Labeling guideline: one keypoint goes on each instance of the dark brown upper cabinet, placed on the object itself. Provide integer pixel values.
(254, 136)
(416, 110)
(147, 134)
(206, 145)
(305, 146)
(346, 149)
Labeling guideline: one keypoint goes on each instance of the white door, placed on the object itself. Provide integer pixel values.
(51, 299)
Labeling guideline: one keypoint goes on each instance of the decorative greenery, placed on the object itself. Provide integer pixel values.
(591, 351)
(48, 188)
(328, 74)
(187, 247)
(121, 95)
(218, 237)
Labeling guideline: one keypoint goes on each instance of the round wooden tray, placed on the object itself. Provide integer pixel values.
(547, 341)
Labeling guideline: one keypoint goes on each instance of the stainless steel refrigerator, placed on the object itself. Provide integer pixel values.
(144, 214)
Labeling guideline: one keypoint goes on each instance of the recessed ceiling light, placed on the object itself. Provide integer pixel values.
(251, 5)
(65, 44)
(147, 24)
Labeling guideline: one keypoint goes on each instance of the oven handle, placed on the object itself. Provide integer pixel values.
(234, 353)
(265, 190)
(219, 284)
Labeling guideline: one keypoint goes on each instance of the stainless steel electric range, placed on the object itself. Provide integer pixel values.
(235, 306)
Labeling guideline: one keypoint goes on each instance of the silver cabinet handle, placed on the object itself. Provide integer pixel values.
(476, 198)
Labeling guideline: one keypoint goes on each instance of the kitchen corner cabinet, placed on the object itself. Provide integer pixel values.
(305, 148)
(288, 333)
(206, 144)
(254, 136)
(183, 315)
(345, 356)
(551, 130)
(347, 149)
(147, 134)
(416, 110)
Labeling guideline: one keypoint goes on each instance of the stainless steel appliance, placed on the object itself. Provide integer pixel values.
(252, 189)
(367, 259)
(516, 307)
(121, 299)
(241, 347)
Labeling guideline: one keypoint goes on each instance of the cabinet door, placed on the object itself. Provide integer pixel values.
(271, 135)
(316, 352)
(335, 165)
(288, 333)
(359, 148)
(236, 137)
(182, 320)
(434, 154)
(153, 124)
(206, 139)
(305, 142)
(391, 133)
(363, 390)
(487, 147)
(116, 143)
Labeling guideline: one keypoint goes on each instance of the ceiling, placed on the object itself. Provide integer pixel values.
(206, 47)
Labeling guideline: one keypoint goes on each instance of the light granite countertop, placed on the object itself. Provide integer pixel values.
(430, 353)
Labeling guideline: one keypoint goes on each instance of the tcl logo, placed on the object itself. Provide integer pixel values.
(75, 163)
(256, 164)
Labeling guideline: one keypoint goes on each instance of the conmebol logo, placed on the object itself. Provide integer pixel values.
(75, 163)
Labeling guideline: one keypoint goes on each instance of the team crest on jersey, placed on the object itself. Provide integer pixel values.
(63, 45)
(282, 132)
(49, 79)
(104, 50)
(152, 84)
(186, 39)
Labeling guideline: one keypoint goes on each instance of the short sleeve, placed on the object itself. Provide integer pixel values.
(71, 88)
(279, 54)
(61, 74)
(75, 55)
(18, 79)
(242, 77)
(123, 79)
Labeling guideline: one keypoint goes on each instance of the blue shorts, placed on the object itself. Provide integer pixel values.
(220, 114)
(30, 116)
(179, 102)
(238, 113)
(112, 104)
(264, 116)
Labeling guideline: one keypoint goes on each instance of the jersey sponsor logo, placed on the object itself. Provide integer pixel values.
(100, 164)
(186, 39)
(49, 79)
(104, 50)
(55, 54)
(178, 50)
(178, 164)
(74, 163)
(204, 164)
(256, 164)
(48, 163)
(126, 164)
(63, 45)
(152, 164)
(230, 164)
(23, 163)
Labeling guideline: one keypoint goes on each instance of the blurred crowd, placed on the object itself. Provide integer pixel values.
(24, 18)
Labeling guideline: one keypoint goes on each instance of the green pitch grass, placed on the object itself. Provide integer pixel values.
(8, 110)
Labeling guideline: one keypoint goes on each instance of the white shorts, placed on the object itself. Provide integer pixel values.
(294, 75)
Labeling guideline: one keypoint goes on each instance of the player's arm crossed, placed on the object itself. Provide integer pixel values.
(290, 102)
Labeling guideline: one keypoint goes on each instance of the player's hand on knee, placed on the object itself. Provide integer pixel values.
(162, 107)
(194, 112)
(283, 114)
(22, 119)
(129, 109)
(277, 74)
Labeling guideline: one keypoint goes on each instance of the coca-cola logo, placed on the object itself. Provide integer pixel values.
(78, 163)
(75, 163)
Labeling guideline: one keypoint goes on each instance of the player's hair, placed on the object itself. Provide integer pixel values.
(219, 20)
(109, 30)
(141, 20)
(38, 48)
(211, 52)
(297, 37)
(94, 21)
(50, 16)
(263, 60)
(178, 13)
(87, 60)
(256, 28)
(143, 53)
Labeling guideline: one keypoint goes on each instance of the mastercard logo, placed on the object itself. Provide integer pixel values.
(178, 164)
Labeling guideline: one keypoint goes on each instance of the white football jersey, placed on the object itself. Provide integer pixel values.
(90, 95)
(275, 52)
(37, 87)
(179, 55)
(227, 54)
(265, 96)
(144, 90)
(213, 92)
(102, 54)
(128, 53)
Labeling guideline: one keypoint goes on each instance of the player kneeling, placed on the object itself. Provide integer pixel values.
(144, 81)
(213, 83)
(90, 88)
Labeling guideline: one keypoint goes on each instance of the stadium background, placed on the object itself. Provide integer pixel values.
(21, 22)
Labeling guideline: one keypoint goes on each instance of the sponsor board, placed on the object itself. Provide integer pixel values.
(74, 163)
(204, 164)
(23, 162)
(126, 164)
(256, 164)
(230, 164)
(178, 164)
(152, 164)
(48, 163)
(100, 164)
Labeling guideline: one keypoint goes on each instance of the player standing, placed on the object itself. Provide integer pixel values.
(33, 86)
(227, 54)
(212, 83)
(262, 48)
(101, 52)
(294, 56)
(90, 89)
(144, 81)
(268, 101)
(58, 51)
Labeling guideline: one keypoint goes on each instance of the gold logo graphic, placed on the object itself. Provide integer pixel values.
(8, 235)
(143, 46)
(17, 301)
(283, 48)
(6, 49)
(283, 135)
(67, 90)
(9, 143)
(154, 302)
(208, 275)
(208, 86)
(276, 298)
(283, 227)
----
What you are asked to do: The complete listing, from first line to last, should be copied verbatim.

Response box:
Labeling guideline: one keypoint goes on each instance of the dark brown upper cabinet, placed on the object itself. Provide integer pixel values.
(254, 136)
(416, 110)
(147, 134)
(206, 145)
(305, 146)
(346, 149)
Labeling guideline: one keypoint goes on each instance of the white door, placed on the object itself. Provide integer pixel values.
(51, 299)
Labeling guideline: one keypoint goes on each instance of the decorative greenery, placed on the object itself. Provide integer pixel values.
(591, 351)
(48, 188)
(328, 74)
(187, 247)
(121, 95)
(218, 237)
Labeling guideline: one keypoint goes on each instance of the round wooden tray, placed on the object itself. Provide integer pixel values.
(547, 341)
Labeling guideline: one keypoint goes on each instance of the stainless steel refrigerator, placed on the object itself. Provide integer pixel values.
(144, 214)
Labeling guideline: one keypoint goes on each instance of the recessed ceiling light, placed on the object itself. Provide integer pixel values.
(251, 5)
(65, 44)
(147, 24)
Labeling guideline: one keypoint goes on each instance of the oven handle, placed on the object itself. Provide integer pixel values.
(234, 353)
(265, 190)
(219, 284)
Labeling guideline: one keypoint goes on each instance of the stainless steel electric range, placed on the object itself. Provide integer pixel values.
(235, 306)
Labeling guideline: one keypoint goes on each instance of the silver cabinet handle, placed on the object itself. Provide integer pixel values.
(476, 198)
Labeling guideline: one keypoint goes on each instance of the kitchen corner cabinet, placed on the object itself. Provide integer pixel values.
(305, 148)
(288, 333)
(206, 144)
(254, 136)
(183, 315)
(345, 356)
(551, 130)
(347, 149)
(147, 134)
(416, 110)
Labeling guideline: one keypoint goes on each instance of the stainless steel appliance, placed on the object itself. Provide integer pixel values.
(252, 189)
(367, 259)
(516, 307)
(121, 299)
(241, 347)
Labeling guideline: one keypoint goes on each instance of the cabinet door, placed on the object itself. Provide integer pixel values.
(271, 135)
(316, 352)
(335, 165)
(288, 333)
(359, 148)
(236, 137)
(182, 320)
(434, 154)
(153, 124)
(206, 139)
(305, 142)
(391, 133)
(363, 390)
(487, 147)
(116, 143)
Labeling guideline: one keypoint goes on each instance of the ceiling, placed on the object itself. Provide integer pixel values.
(206, 47)
Labeling guideline: one keypoint goes on each instance of the light granite countertop, placed on the object itself. Provide integer pixel values.
(430, 353)
Labeling guideline: one keypoint goes on each instance of the tcl logo, placed on the object itself. Provide integer pixel values.
(75, 163)
(256, 164)
Labeling guideline: one keypoint goes on each instance of the conmebol logo, placed on the object itself. Provide integer pixel values.
(75, 163)
Labeling guideline: one keypoint goes on each instance of the team crest on jersey, placed on the object itself. Provide integer pixel values.
(63, 45)
(282, 132)
(49, 79)
(104, 50)
(152, 84)
(186, 39)
Labeling guideline: one keypoint goes on each instance of the short sleeve, placed on the object itself. Provide integer pixel values.
(71, 88)
(279, 54)
(61, 74)
(75, 55)
(18, 79)
(242, 77)
(123, 79)
Labeling guideline: one keypoint goes on each instance of the blue shorts, placed on the object itself. Provide integer pixel values.
(220, 114)
(30, 116)
(179, 102)
(238, 113)
(112, 104)
(264, 116)
Labeling guideline: one keypoint goes on each instance of the jersey sponsor logo, placed on the object itself. Provide integer pixel values.
(100, 164)
(186, 39)
(49, 79)
(104, 50)
(55, 54)
(178, 50)
(178, 164)
(74, 163)
(204, 164)
(256, 164)
(48, 163)
(126, 164)
(63, 45)
(152, 164)
(230, 164)
(23, 163)
Labeling guideline: one keypoint goes on each instance of the blurred crowd, placed on the object itself. Provide integer pixel values.
(24, 18)
Labeling guideline: one keypoint goes on each instance of the green pitch grass, placed on the object itself. Provide integer pixel values.
(8, 110)
Labeling guideline: one keypoint goes on each instance of the white shorts, placed on the object itself. Provide integer pixel values.
(294, 75)
Labeling guideline: one keypoint goes on each instance of the player's arm crossed, placed on the object itself. Provide integer pixel values.
(290, 102)
Labeling guideline: one keypoint goes on each instance of the player's hand on knee, placed on the object itself. Provide integer pixel values.
(162, 107)
(194, 112)
(283, 114)
(22, 119)
(129, 109)
(277, 74)
Labeling guideline: one keypoint goes on each instance of the coca-cola logo, placed on the object itself. Provide integer pixel values.
(78, 163)
(75, 163)
Labeling guideline: one keypoint goes on each instance of the player's hair, placed on the object itself. Provide integer pixel values.
(219, 20)
(109, 30)
(141, 20)
(38, 48)
(211, 52)
(297, 37)
(94, 21)
(50, 16)
(263, 60)
(178, 13)
(87, 60)
(256, 28)
(143, 53)
Labeling guideline: one keypoint goes on each instance of the mastercard logo, placed on the object itself. Provide integer pixel values.
(178, 164)
Labeling guideline: one keypoint goes on each instance of the white football jersey, placed on the object itself. Provide integer pixel values.
(90, 95)
(275, 52)
(37, 87)
(179, 55)
(227, 54)
(265, 96)
(144, 90)
(213, 92)
(102, 54)
(128, 53)
Labeling guideline: one keypoint goes on each instance of the player kneeling, placed on the object itself. Provide integer pixel values.
(144, 81)
(213, 83)
(90, 88)
Labeling guideline: one keypoint goes on each instance of the stadium background, placed on the object itself. Provide integer pixel values.
(21, 22)
Labeling guideline: one keypoint goes on each instance of the sponsor board, placed on the object itself. Provide integer pixel values.
(74, 163)
(204, 164)
(23, 162)
(126, 164)
(256, 164)
(230, 164)
(178, 164)
(152, 164)
(48, 163)
(100, 164)
Labeling guideline: one keypoint goes on each instance of the player standing, placed on the object itself. Provide integer pixel values.
(33, 86)
(227, 54)
(212, 83)
(262, 48)
(101, 52)
(294, 56)
(90, 89)
(144, 81)
(268, 101)
(58, 51)
Labeling guideline: one keypoint goes on each instance of the gold logo graphic, placed on the object itself. Provide integer pixel values.
(8, 235)
(143, 46)
(17, 301)
(283, 48)
(6, 49)
(283, 135)
(67, 90)
(9, 143)
(154, 302)
(208, 275)
(208, 86)
(276, 298)
(283, 227)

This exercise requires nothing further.